== Your task ==
Please copy the entries from the line with "of the reflection" up to and including the line with "x=696 y=653", swapping "trees" for "bushes" and leaving everything else unchanged.

Source data:
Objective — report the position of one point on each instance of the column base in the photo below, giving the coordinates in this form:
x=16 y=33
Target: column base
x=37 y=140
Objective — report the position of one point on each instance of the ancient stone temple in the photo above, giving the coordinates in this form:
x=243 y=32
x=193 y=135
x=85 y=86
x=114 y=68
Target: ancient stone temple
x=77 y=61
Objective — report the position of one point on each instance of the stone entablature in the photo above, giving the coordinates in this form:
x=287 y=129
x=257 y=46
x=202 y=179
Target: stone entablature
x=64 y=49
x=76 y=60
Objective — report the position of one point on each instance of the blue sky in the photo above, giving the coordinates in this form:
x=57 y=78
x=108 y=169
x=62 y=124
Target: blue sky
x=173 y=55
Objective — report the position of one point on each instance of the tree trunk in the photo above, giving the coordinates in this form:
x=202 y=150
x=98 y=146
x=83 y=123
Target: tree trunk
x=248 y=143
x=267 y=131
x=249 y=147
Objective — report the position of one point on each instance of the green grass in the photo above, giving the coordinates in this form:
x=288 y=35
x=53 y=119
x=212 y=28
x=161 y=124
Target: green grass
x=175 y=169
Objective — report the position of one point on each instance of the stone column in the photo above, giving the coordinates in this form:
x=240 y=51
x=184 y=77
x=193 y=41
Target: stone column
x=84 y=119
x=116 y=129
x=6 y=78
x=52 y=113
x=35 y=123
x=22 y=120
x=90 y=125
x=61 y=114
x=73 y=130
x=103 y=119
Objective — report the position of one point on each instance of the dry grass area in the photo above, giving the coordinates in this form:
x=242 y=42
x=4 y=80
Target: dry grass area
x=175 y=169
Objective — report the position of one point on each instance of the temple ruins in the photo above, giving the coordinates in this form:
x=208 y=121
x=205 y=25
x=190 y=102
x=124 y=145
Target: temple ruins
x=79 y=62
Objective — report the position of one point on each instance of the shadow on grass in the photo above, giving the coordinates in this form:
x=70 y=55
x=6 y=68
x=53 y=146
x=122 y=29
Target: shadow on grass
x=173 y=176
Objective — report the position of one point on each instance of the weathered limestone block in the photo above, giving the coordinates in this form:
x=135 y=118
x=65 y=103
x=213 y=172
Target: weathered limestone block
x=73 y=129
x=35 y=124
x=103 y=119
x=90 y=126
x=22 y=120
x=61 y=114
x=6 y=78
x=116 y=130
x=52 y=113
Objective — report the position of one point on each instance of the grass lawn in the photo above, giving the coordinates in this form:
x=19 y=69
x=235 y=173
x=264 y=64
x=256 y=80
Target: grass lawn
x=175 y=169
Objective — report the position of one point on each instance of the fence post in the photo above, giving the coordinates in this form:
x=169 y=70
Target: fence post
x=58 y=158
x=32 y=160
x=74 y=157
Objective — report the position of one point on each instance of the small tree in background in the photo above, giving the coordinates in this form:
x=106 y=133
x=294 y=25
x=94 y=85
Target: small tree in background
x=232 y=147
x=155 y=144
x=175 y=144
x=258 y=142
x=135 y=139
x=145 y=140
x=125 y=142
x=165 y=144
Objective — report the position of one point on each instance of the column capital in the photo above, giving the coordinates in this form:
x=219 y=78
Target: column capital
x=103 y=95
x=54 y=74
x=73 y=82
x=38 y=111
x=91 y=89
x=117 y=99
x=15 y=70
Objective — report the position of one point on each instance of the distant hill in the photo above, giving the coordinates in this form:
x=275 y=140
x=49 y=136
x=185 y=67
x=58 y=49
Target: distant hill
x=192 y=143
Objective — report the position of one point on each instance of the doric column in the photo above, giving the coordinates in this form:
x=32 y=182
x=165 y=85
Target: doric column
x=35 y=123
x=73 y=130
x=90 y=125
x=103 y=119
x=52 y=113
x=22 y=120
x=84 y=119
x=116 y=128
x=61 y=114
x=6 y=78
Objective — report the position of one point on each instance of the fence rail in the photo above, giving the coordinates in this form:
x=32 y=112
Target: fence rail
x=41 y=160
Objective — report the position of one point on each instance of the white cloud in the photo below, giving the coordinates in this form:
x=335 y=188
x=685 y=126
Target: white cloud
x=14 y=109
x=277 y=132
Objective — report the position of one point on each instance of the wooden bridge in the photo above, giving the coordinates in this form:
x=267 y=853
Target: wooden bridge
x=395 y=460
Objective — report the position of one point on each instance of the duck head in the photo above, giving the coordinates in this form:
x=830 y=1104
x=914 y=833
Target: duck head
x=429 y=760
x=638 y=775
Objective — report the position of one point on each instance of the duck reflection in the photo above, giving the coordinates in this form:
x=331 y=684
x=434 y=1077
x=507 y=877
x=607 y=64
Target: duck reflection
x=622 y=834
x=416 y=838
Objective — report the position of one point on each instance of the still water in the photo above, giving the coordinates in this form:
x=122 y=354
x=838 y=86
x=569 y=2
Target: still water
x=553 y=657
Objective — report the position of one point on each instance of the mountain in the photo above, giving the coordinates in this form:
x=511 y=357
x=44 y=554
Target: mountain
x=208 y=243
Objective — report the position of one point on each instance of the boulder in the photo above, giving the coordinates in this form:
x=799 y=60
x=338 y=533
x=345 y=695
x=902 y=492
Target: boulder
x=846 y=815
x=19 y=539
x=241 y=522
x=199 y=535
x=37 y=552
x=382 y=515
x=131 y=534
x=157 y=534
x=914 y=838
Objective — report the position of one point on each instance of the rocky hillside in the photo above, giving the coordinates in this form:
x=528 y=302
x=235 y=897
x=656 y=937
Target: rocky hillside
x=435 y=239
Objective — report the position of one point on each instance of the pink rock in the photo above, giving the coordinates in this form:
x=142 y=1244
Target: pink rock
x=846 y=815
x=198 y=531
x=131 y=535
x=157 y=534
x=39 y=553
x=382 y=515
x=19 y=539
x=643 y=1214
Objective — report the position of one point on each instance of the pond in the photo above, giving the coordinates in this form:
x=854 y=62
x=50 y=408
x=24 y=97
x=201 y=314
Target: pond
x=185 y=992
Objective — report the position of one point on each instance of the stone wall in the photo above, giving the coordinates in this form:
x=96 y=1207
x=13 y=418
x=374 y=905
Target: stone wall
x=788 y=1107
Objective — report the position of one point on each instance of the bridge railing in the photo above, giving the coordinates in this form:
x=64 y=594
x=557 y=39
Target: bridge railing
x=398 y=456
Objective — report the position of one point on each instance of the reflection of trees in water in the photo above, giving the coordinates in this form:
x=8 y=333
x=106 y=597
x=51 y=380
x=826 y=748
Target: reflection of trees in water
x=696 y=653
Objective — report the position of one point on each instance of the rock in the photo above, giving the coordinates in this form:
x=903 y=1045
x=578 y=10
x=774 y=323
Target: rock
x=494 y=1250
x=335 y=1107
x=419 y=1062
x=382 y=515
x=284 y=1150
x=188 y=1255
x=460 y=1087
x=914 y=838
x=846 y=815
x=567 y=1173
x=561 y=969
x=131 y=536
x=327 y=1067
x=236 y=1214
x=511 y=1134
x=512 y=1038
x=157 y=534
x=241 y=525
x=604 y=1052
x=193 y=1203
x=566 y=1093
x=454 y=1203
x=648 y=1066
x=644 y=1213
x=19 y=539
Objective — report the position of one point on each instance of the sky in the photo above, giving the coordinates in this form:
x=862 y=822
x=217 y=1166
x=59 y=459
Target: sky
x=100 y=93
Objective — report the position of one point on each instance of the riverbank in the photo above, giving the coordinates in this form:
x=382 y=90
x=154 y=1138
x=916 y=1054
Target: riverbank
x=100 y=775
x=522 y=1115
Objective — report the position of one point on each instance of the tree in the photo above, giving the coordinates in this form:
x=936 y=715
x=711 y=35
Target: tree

== Response to this exercise ==
Objective — report the position of one point on each instance of the reflection of bushes in water in the photo above, giving the coordinates in this form:
x=8 y=333
x=106 y=597
x=51 y=380
x=826 y=748
Target: reflection of bushes in water
x=696 y=653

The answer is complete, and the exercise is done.